Problem requirements
Repeat the stretch of entries below from the line with "The locate routine indicates the patterned" through the line with "The locate routine indicates the orange". Include both ends and add nothing.

Supplied records
== Segment start ==

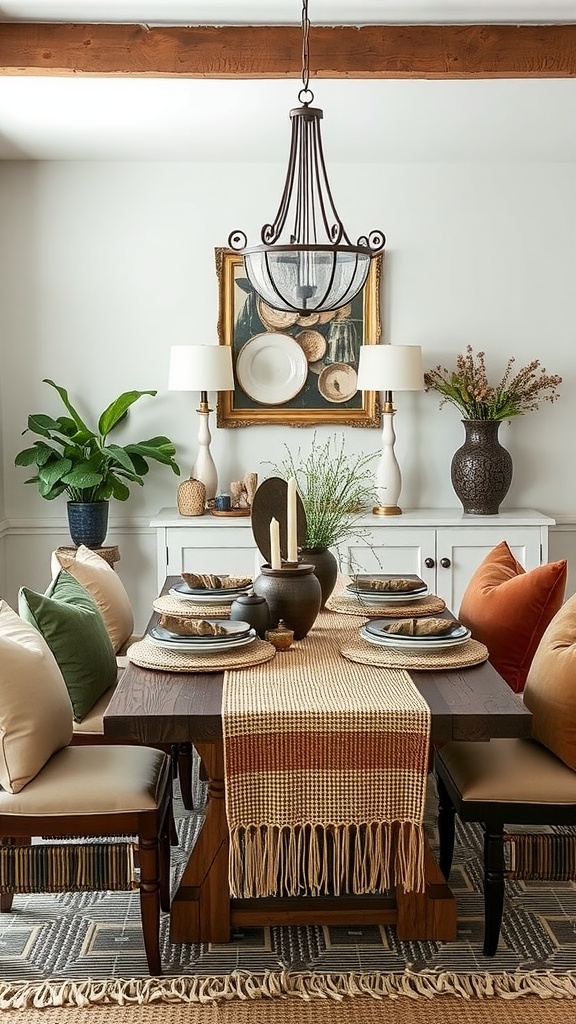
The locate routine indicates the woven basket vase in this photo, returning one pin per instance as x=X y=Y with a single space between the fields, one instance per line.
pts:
x=192 y=497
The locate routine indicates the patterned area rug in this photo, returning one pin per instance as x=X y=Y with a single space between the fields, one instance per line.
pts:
x=97 y=936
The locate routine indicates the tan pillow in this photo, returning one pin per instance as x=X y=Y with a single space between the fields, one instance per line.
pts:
x=105 y=586
x=35 y=708
x=550 y=687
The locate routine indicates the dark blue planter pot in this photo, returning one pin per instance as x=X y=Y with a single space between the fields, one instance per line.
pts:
x=88 y=522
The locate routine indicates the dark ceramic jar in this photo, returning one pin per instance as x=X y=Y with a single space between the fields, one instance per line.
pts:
x=253 y=609
x=293 y=594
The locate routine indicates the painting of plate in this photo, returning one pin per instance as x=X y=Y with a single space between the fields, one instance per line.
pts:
x=337 y=382
x=307 y=320
x=275 y=320
x=272 y=369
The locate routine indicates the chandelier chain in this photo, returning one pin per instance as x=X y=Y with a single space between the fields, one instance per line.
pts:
x=305 y=46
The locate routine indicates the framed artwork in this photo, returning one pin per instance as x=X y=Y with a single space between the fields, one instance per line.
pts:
x=295 y=371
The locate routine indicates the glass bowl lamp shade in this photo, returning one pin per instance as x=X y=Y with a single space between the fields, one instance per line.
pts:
x=387 y=369
x=202 y=369
x=306 y=262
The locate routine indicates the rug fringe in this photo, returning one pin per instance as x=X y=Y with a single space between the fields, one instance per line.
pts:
x=284 y=984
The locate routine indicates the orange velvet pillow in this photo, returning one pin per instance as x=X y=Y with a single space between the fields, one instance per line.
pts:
x=507 y=609
x=550 y=687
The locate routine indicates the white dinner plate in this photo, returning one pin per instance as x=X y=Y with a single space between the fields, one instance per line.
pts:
x=380 y=628
x=207 y=596
x=272 y=369
x=234 y=631
x=413 y=644
x=197 y=647
x=373 y=597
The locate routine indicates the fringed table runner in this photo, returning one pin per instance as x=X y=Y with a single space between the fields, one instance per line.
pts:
x=326 y=765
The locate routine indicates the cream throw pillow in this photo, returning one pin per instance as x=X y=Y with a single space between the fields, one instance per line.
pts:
x=105 y=586
x=550 y=687
x=35 y=708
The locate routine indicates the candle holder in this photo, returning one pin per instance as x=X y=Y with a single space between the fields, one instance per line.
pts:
x=293 y=594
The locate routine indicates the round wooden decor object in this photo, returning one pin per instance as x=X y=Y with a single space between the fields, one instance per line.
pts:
x=270 y=502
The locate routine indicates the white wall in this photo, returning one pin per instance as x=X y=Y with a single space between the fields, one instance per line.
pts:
x=104 y=266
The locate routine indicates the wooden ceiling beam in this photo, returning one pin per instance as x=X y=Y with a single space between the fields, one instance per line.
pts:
x=477 y=51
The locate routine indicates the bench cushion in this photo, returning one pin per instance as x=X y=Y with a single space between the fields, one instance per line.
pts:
x=35 y=708
x=550 y=687
x=508 y=609
x=92 y=780
x=509 y=771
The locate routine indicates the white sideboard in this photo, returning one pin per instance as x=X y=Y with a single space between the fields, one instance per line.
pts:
x=442 y=546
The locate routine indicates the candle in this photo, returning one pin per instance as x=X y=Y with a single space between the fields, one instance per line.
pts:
x=291 y=527
x=275 y=559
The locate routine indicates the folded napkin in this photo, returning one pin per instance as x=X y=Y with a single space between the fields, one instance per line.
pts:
x=421 y=627
x=387 y=586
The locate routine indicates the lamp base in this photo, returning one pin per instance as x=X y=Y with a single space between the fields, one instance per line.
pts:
x=386 y=510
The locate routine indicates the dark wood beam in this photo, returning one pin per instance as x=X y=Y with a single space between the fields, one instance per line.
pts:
x=274 y=51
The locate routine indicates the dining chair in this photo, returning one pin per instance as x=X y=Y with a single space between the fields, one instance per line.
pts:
x=506 y=782
x=92 y=793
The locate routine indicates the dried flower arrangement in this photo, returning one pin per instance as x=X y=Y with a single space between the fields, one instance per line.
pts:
x=468 y=389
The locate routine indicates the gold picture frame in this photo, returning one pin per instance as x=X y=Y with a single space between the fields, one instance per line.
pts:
x=322 y=386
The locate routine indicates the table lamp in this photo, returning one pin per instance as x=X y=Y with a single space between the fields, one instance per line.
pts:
x=203 y=369
x=387 y=369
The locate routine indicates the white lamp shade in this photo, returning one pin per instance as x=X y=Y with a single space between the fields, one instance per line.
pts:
x=391 y=368
x=200 y=368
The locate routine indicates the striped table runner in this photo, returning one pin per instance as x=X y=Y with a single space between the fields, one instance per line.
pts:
x=326 y=765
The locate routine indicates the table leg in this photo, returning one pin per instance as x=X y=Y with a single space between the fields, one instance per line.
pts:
x=200 y=910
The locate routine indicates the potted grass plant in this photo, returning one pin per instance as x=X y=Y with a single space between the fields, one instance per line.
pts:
x=337 y=489
x=78 y=460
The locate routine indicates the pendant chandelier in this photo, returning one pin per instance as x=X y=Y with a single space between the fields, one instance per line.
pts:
x=311 y=266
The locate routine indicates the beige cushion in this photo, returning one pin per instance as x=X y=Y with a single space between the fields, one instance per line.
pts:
x=92 y=780
x=550 y=687
x=35 y=708
x=92 y=723
x=508 y=770
x=104 y=585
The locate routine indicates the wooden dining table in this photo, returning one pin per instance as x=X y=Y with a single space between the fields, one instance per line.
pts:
x=158 y=707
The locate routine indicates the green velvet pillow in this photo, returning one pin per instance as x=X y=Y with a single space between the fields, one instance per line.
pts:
x=73 y=627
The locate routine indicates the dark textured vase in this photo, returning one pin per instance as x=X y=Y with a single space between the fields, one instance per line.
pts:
x=325 y=567
x=292 y=594
x=87 y=522
x=482 y=469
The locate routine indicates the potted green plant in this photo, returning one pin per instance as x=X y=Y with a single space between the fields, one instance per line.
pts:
x=337 y=489
x=78 y=460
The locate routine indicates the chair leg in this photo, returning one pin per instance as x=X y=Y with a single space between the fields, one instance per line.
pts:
x=6 y=900
x=184 y=774
x=150 y=900
x=164 y=852
x=493 y=887
x=446 y=815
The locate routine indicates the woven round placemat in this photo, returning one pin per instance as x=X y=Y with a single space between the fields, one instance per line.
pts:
x=352 y=606
x=175 y=606
x=148 y=655
x=470 y=652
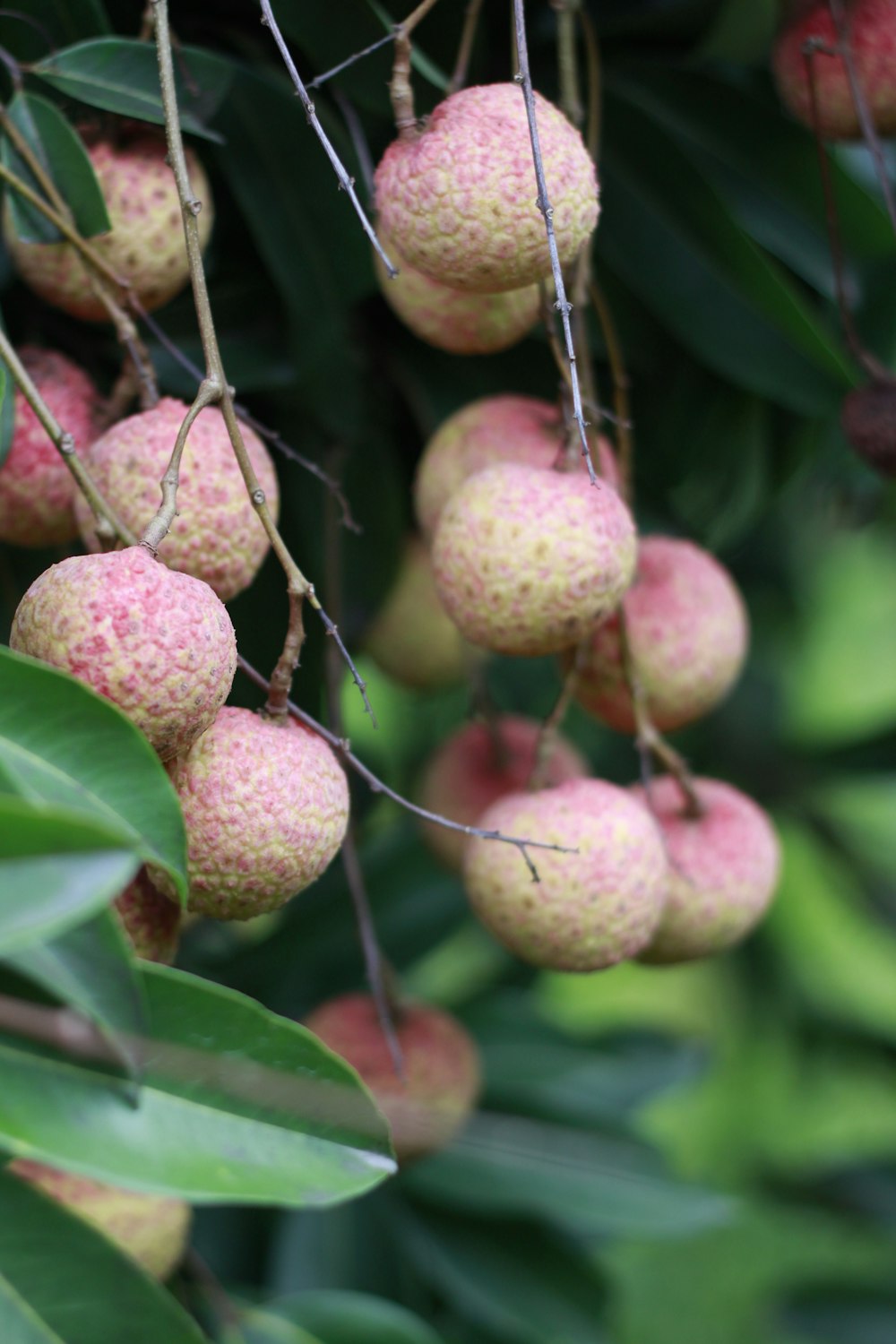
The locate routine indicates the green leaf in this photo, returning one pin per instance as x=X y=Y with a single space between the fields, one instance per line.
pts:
x=237 y=1107
x=65 y=746
x=61 y=152
x=121 y=74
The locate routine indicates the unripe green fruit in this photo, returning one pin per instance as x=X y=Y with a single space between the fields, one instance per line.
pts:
x=723 y=870
x=443 y=1074
x=158 y=644
x=591 y=908
x=460 y=196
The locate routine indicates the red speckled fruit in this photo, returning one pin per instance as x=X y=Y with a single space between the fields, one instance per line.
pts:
x=145 y=246
x=217 y=535
x=152 y=1228
x=460 y=198
x=590 y=909
x=266 y=808
x=156 y=642
x=479 y=763
x=37 y=488
x=872 y=35
x=441 y=1067
x=723 y=870
x=688 y=632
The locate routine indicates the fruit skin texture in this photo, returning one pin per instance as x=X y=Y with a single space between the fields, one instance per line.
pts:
x=158 y=644
x=441 y=1066
x=590 y=909
x=411 y=637
x=723 y=870
x=265 y=806
x=872 y=31
x=145 y=245
x=485 y=433
x=460 y=198
x=527 y=561
x=688 y=632
x=217 y=535
x=37 y=488
x=151 y=1228
x=470 y=771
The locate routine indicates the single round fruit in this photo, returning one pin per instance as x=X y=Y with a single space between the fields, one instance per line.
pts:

== Segment end ==

Task solution
The locate routine indicates the patterned area rug in this photo, returning one pin per instance as x=X y=Y with a single space between the fields, one instance per line.
pts:
x=97 y=936
The locate routine indicates the tan pillow in this photo, returning one pin per instance as x=X y=Y with a single space between the fields, one instance per line.
pts:
x=105 y=586
x=35 y=708
x=550 y=687
The locate routine indicates the dark blue planter pot in this photo, returning one pin per instance as x=X y=Y with a single space between the fields, one instance per line.
pts:
x=88 y=522
The locate routine indicates the dark ceramic jar in this photo, returning one pin per instance as x=X y=Y with a single space between the fields, one instance per line.
pts:
x=253 y=609
x=293 y=594
The locate routine indicates the painting of plate in this photo, returning one pin per instance as x=X y=Y with a single space between the fields, one instance per line.
pts:
x=337 y=382
x=307 y=320
x=275 y=320
x=272 y=369
The locate routine indicates the chandelier chain in this photo, returning one pin per instance as x=X y=Y with a single space between the fields, one instance per line.
pts:
x=305 y=46
The locate routine indicates the framed artwork in this photo, returning one pin per instance as x=X y=Y with a single space between the fields, one instance per line.
pts:
x=295 y=371
The locate routine indicates the glass bowl lamp shade in this photo, returning one pin per instance as x=X y=Y with a single space between the fields, one instance per line.
pts:
x=387 y=369
x=202 y=369
x=306 y=262
The locate routine indicates the rug fringe in this photo, returning one pin per instance as x=X y=Y with a single space between the fields, one instance per line.
pts:
x=284 y=984
The locate routine indicates the orange velvet pillow in this photo, returning one pin per instance as x=X y=Y with a single space between the fields, one instance per line.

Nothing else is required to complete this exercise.